EXERCISE BRIEF:
For each line in the records that contains "instance", make a copy.

★ ★ ★ ★ ★ ★ ★

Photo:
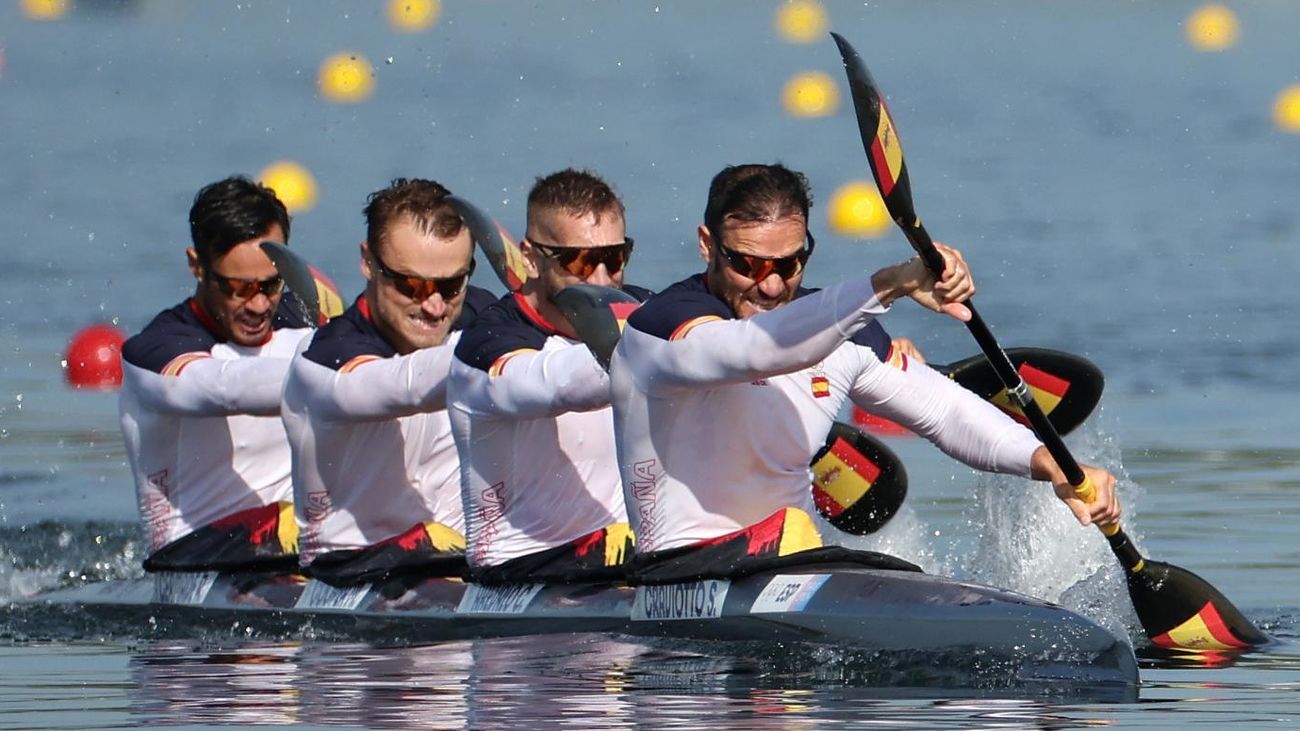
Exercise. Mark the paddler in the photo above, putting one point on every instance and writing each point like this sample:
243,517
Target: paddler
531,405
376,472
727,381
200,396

★ ★ ★ ★ ★ ★ ★

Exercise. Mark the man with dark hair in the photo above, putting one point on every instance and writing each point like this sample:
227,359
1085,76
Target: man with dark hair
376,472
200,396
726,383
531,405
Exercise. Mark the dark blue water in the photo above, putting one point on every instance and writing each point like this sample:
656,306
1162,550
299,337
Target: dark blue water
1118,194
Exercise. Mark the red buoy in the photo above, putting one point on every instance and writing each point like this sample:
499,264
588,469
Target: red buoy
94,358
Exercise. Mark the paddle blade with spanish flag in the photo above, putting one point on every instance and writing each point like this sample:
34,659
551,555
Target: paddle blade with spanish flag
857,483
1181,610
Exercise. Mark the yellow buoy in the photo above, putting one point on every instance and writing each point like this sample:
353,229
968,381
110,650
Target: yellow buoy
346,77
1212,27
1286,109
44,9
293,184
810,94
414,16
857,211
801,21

★ ★ ★ ★ ★ ★ ★

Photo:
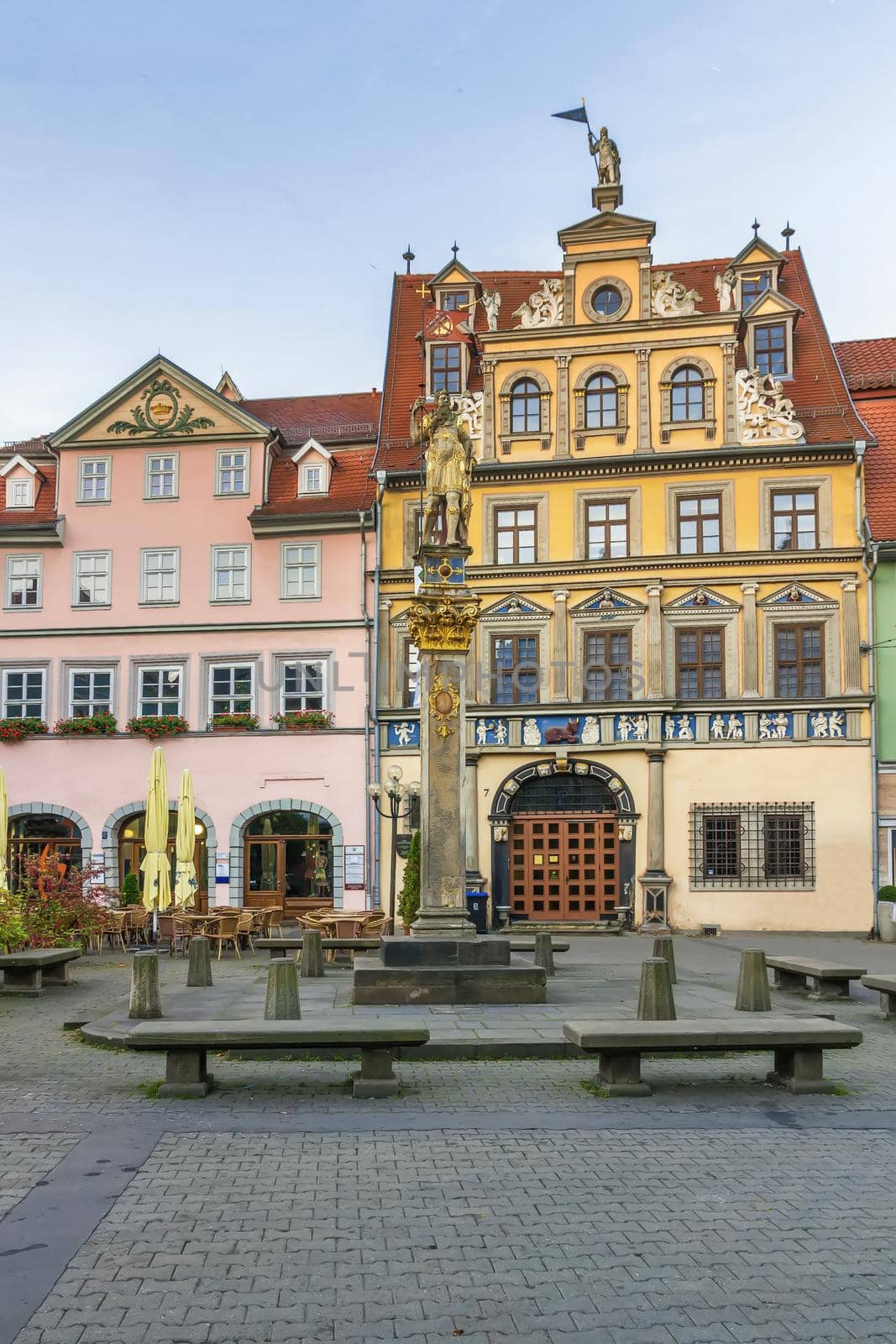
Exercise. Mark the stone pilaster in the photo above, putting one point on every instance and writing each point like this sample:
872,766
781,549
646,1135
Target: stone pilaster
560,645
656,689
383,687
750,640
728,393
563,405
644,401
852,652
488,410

★ ★ ★ ★ ★ ★ ★

RESPONSE TO THE EXERCISE:
Exercise. Mark the paddler in the photo above, putting one point on every instance and writing each point like this sample:
Exercise. Mark the man with dark hair in the photo above, putting one point on every instance and writing each point like this sample:
Exercise. Mark the dark blue water in the photo above, putting one point on every instance and writing each point like this sample:
Exercise. Mark the red buoy in the photo above, putting one point on every instance and writing each point like this sample:
Exercise. Mark the paddle blade with spanish flag in the photo above, putting one point on every instance and writing each point like this sample:
Exercise. Mark the yellow buoy in the photo above, putting one point on every instance and writing each point like this sample:
Exercise. Mark the stone pilaster in the photo above, putting one point on every instance and writing each point like this sample:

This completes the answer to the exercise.